**Information provided:**
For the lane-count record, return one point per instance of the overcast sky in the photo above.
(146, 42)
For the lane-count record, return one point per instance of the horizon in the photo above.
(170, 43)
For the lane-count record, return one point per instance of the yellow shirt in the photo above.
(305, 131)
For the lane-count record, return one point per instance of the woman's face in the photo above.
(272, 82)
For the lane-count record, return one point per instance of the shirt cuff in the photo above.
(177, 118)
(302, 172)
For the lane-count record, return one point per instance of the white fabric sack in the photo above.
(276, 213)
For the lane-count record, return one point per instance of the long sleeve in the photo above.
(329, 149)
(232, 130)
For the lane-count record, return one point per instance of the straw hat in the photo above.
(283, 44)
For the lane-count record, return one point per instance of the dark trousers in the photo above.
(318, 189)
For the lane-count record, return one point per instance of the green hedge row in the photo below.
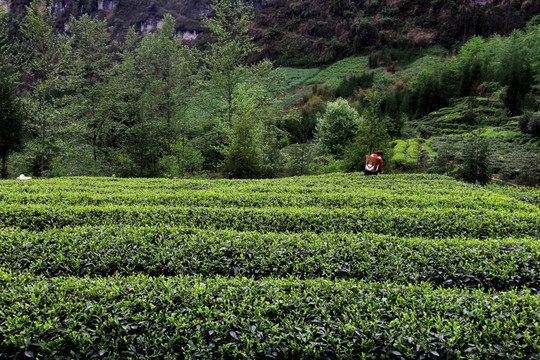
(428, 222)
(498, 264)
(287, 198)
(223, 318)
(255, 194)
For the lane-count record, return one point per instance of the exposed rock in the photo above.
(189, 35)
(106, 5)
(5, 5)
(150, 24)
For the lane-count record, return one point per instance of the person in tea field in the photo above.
==
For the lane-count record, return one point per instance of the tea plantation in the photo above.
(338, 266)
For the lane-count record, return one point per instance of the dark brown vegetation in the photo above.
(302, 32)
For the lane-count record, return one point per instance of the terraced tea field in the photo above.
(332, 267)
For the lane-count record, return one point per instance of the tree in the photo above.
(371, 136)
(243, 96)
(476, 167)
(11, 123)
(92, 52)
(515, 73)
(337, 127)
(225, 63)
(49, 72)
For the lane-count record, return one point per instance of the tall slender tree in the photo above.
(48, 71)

**What to work on:** Transcribe the items from the line with "sack in the photo above." up to and including the line with "in tea field in the photo above.", omitting the pictures.

**Solved exercise:**
For the lane-count record, return one point per instance of the white fabric sack in the photo above.
(276, 213)
For the lane-count record, return one point per instance of the long sleeve in the photo above.
(329, 149)
(232, 130)
For the lane-count record, return one point per instance of the straw hat in the photo above.
(283, 44)
For the lane-count record, return one point per instance of the dark trousers in the photo above.
(318, 189)
For the lane-count record, return one point per instance of the green hedge row in the photo below.
(428, 222)
(498, 264)
(287, 198)
(223, 318)
(255, 194)
For the lane-count record, return one point per instance of the exposed rock in the photo above.
(189, 35)
(106, 5)
(5, 5)
(150, 24)
For the lane-count record, return one point per instance of the person in tea field in the photo above.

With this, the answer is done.